§ Exercise A: From the text on COVID-19 boosters for children, list every age or age range stated in numbers.
§ Exercise B: In the text on COVID-19 boosters for children, how long do the FDA and CDC recommend that people recently infected with COVID-19 wait before getting the booster?
§ Exercise C: Write a continuation of the text on COVID-19 boosters for children, starting after its final sentence.

§ Text under study:

Use the CDC's COVID booster tool to determine if and when you or your teen are due for a booster shot.

Kids Ages 5 to 11

Kids ages 5+ are eligible* for a booster dose specifically designed to increase immunity to the currently-circulating omicron variant.

  • Kids 5+ can receive the Pfizer bivalent COVID-19 booster vaccine
  • Kids 6+ can receive either the Pfizer or Moderna bivalent COVID-19 booster vaccine

*The FDA and CDC have stated that people are only eligible after at least two months have passed since completion of primary or booster vaccination. Additionally, they recommend that people recently infected with COVID-19 wait at least three months post-infection before being vaccinated with the booster.

(Related: How Effective Is the Updated Booster Against Omicron? & 5 More Questions, Answered)

Use the CDC's COVID booster tool to determine if and when your child is due for a booster shot.

Young Children Under the Age of 5 Aren't Yet Eligible for a Booster

Young children between the ages of 6 months to 4 years aren't yet eligible for the Pfizer or Moderna bivalent boosters that target the omicron variant.

They are, however, eligible for the primary vaccination series with either Pfizer or Moderna. (Related: 5 Questions About COVID-19 Vaccines for Young Children, Answered)

Use the CDC's COVID vaccine tool to determine which vaccine your child is eligible for.

If you don't meet these criteria, you may still be able to get a booster shot via a doctor-prescribed dose.

Because both vaccines are fully approved by the FDA, your doctor can choose to prescribe another dose of either of these vaccines as a booster, based on his or her best judgment for off-label prescribing. 

How do you know if you actually need a booster? Do your antibody levels matter?

§ Record set:
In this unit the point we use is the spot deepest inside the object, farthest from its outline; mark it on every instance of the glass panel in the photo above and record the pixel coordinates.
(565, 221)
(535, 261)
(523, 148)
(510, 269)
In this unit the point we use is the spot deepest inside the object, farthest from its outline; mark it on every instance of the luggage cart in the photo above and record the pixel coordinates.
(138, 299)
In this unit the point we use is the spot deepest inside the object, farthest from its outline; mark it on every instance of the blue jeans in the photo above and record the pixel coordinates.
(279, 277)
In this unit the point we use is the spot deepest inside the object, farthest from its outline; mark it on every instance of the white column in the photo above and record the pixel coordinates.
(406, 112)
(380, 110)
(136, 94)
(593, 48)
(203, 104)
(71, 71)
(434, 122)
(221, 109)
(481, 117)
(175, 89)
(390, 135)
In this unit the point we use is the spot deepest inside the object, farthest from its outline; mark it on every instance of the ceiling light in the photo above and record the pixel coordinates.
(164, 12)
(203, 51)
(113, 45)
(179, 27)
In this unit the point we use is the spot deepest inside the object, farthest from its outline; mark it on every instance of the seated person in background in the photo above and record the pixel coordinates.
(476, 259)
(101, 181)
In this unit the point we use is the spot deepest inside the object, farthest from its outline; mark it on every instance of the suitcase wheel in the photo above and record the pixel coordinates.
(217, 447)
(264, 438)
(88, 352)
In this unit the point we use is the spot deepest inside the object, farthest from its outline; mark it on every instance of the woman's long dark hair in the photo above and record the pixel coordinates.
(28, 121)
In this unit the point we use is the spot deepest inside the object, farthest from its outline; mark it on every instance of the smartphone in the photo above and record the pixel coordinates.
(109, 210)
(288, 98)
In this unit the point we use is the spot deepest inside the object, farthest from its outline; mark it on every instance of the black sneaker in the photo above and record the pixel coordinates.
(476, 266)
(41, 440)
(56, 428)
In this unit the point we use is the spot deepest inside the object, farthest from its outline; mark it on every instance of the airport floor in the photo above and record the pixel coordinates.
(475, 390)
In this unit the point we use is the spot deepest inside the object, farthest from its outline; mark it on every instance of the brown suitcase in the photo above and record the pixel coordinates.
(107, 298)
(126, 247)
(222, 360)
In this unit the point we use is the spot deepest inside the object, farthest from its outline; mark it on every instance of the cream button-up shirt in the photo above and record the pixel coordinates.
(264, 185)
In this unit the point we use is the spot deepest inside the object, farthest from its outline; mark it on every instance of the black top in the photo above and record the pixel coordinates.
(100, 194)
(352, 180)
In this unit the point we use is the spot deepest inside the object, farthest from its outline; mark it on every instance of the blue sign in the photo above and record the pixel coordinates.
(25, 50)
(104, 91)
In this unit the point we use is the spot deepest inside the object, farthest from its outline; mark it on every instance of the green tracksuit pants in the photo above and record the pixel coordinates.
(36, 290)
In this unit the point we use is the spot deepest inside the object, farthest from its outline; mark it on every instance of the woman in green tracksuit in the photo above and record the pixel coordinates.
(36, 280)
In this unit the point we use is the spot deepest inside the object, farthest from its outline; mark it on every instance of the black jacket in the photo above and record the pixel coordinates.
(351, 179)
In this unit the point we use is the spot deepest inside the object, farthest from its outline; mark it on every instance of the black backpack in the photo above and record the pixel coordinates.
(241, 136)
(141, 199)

* * *

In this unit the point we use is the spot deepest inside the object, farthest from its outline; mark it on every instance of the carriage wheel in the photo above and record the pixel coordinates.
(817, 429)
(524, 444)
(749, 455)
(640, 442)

§ Answer area A: ages 5 to 11; ages 5+; 6+; under the age of 5; 6 months to 4 years

§ Answer area B: At least three months after infection.

§ Answer area C:
"If you're eligible for a booster but aren't convinced you need another dose, consult your doctor. He or she can help you make a decision based on your individual benefits and risks of getting an additional dose," adds Dr. Sostman.

One such way your doctor may choose to help make this decision is to check your antibody levels, also called antibody titers. There are many components to immunity, and antibodies are an important one — especially in the early stages of infection.

"COVID-19 vaccination elicits robust antibody production in most people, but the levels of these antibodies wane over time," explains Dr. Sostman. "If you're unsure whether you need a booster, your antibody titers can be one piece of information your doctor uses while counseling you on your decision. If your titers are very low, a booster shot may be recommended. However, we do not recommend routine use of titer measurements."

Can you mix and match vaccines during your booster?

The CDC states that, "people ages 6 years and older can get a different product for their updated (bivalent) booster than they received for their primary series or last booster."

This is based on evidence that the known and potential benefits of receiving a different vaccine as a booster dose outweigh the known and potential risks of mixing and matching.

Do you still need a booster if you've recently had COVID-19?

COVID-19 immunity is complicated, especially for those who have both natural immunity (from recent infection) and vaccine-induced immunity. Understanding how these two might work together and whether protection can be additive has yet to be answered.

"We know that having COVID-19 can elicit an increase in antibodies that protect you from re-infection with the virus, so there's likely some time in which natural immunity can act as a 'booster'," says Dr. Sostman.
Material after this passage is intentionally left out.